- USING THE INFORMATION -
[A] Please write out the essay on thinness and body image word for word, from "With this new" to "myself remarkable again.".
[B] Extend the essay on thinness and body image, picking up right after its final sentence.

I’d always stayed thin as an adult, including through weight fluctuations and the natural adjustments that happen with age. But hitting my mid-30s, I was broaching the new territory of being an invisible old lady. Years into it now, I find it to be a blessing, but it was disorienting at first. After a lifetime of being ogled, it’s weird to suddenly be aging and shapeshifting and seemingly unworthy of attention (creepy as that attention can be).
With this new ability to control levers I’d never thought about before, I could make myself skinny again, like I’d been in my early 20s, as a teenager, as the little girl adults weirdly resented. I could reclaim that thing that made me remarkable — and it felt like a triumph.
Of course, it wasn’t. I skirted way too close to actual anorexic and bulimic behaviors. I felt dizzy and dehydrated all the time. I was never not thinking about the food I’d eaten or what I’d eat next (how fucking boring). I started policing a body people had finally stopped noticing — and all the comments came right back. I’d made myself remarkable again.
And, of course, I still never felt good in my body. I welcomed the comments a little more as an adult than I had as a kid, because I felt like I’d earned them. And because they’d been conspicuously absent during the years I’d simply let my body grow.
This was how I realized thinness had become part of my identity.
When I was remarkably skinny, I was worthy of attention. Controlling my body and forcing it back into skinniness gave me a couple more years of head turns and Instagram likes, just a little bit more of the respect and awe the world allots for the effort it believes we devote to being thin, just a little less of the judgment reserved for those of us who “let ourselves go.”
I’m still thin. This is the body I have. But I’ve been able to stop trying to force it to be remarkable. The weight and the pants sizes fluctuate, the padding around my bones comes and goes, my body parts morph into different shapes, my relationship with gummy bears ebbs and flows, my enjoyment of movement starts and stops.
Our culture never stops expecting women to control our bodies and force them into some elusive ideal shape. But as a 40-year-old woman who’s not a particularly public figure, I can attest that the attention and the expectations do slow down. People sort of expect my body to be uninteresting now, and it’s been nice to let it settle into its uninterestingness.

(Stored items from a collection)
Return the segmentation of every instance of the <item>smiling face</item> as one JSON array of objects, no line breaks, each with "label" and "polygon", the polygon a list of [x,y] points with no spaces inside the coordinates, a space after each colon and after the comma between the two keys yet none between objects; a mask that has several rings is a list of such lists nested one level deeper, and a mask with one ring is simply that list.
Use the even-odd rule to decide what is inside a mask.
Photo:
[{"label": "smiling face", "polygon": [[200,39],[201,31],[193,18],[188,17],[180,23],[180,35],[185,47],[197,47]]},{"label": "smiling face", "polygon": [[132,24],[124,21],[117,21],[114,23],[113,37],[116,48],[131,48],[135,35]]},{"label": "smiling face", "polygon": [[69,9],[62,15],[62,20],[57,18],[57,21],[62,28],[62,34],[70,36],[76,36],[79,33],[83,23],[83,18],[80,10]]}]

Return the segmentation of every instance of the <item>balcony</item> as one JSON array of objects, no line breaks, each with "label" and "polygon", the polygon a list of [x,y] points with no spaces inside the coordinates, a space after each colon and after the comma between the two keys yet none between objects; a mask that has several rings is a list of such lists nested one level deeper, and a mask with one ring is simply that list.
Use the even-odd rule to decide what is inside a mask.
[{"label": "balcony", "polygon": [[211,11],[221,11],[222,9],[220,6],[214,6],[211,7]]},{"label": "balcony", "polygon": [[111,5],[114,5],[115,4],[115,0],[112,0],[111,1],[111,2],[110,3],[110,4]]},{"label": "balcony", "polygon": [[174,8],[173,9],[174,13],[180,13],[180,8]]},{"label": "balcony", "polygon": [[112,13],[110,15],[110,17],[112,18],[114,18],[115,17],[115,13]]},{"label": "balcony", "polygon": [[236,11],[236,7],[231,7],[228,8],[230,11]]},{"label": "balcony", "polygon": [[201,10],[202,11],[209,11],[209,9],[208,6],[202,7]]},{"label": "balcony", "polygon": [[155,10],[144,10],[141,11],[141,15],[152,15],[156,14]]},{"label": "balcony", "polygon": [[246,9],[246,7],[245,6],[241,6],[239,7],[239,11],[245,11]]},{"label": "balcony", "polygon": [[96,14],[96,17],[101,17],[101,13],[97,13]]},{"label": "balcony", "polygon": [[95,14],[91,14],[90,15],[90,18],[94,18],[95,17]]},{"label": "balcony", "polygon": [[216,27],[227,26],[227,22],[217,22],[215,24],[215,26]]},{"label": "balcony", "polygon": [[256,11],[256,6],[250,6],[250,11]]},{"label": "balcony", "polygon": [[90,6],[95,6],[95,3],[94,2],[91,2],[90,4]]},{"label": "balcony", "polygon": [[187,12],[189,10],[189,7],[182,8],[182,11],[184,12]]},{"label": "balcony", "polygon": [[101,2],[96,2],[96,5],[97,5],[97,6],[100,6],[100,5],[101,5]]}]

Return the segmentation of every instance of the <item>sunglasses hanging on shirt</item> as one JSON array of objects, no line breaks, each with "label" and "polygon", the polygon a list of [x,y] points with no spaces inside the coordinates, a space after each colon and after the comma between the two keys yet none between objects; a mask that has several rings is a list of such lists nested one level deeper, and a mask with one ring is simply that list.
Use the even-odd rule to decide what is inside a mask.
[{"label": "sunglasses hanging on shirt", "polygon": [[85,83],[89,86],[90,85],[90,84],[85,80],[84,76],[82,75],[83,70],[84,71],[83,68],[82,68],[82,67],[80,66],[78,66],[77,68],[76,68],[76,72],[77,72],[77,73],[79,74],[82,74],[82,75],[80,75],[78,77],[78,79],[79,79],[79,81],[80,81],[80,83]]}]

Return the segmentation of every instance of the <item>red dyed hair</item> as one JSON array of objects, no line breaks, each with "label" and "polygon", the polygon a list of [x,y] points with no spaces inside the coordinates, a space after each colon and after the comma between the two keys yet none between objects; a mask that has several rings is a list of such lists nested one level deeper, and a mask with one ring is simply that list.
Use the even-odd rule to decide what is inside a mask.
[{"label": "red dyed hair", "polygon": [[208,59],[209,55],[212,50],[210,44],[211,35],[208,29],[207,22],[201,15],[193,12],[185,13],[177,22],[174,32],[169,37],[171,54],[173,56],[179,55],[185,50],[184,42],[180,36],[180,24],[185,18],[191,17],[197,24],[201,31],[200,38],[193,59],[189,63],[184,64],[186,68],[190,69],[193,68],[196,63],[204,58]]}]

- ANSWER SET -
[A]
With this new ability to control levers I’d never thought about before, I could make myself skinny again, like I’d been in my early 20s, as a teenager, as the little girl adults weirdly resented. I could reclaim that thing that made me remarkable — and it felt like a triumph.
Of course, it wasn’t. I skirted way too close to actual anorexic and bulimic behaviors. I felt dizzy and dehydrated all the time. I was never not thinking about the food I’d eaten or what I’d eat next (how fucking boring). I started policing a body people had finally stopped noticing — and all the comments came right back. I’d made myself remarkable again.

[B]
It’s been much more interesting to work toward being remarkable in other areas. All the things I can do with the resources I used to pour into counting calories!
“Women are starving themselves. They’re spending more time thinking about their calorie intake than how to change the world,” screenwriter and author Vanessa Garcia wrote for The Washington Post in a 2014 essay about her experiences with anorexia and bulimia.
Garcia continued, “What a waste of life. I think about the missed opportunities and the unmet goals I sacrificed because of the time and energy I wasted on cutting my weight. If I could talk to my 25-year-old self, I’d tell her, ‘Your time is precious. Get help. Do it now. You have too many important things to do.’”
Since I stopped hyperfocusing on my body, I published a book. I launched a successful newsletter. I managed a political campaign. I was the treasurer for my county Democrats in 2024. I bought my first house. I started a scholarship for my local high school graduates.
I’ve been plenty remarkable. And no one talking about my book is trying to get me to eat a damn hamburger.
Your turn
This is a tough subject to wade into, so I’ll start by asking you to please be kind! I’d love to hear about the ways our culture has impacted your relationship with your body, and how that’s impacted your experience overall. Please be mindful of how talk about bodies, weight loss, disordered eating and exercise might effect other readers, and avoid details about weight, clothing sizes, diet or weight-loss plans, etc.
I follow the lead of fat-positive writers and use “fat” as a neutral term, and I hope that helps release any stigma it holds for you.